[Records from a data source]
——————

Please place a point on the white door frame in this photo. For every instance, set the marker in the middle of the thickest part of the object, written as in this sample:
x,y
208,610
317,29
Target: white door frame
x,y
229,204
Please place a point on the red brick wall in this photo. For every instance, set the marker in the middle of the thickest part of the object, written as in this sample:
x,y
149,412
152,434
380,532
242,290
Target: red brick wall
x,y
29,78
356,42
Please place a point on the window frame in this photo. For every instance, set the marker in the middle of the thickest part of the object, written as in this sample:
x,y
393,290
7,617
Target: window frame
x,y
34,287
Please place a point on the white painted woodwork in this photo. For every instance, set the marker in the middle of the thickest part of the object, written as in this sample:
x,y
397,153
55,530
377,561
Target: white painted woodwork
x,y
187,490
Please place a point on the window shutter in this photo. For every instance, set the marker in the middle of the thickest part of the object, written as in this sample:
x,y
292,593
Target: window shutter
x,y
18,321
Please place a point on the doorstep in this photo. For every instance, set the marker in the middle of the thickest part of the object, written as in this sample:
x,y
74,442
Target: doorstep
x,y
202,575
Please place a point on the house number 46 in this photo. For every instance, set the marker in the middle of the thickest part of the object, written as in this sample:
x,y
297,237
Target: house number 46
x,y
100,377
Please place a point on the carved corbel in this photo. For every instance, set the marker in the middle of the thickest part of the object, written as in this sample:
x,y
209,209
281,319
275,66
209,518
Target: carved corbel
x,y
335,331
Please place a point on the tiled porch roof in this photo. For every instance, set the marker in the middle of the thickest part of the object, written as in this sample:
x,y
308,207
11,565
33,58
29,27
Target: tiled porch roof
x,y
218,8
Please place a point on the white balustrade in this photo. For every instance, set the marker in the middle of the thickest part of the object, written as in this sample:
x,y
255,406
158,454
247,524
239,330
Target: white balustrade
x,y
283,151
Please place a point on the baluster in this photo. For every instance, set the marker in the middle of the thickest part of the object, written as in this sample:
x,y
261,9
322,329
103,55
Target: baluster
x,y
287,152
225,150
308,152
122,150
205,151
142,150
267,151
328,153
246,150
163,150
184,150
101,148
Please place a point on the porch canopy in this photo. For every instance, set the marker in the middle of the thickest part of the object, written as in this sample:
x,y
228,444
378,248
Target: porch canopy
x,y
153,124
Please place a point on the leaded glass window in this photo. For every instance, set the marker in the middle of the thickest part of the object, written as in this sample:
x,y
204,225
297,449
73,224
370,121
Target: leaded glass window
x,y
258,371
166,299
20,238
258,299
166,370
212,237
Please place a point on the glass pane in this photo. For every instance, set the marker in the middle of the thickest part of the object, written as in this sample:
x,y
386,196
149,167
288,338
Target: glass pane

——————

### Work instruction
List, from the entries above, every line in which the word "pane" shows up.

### Answer box
Please place a point on the glass pane in this photo. For every instance, set the marker in the middle of the thickest part of the object, written as in this sample:
Target: glass pane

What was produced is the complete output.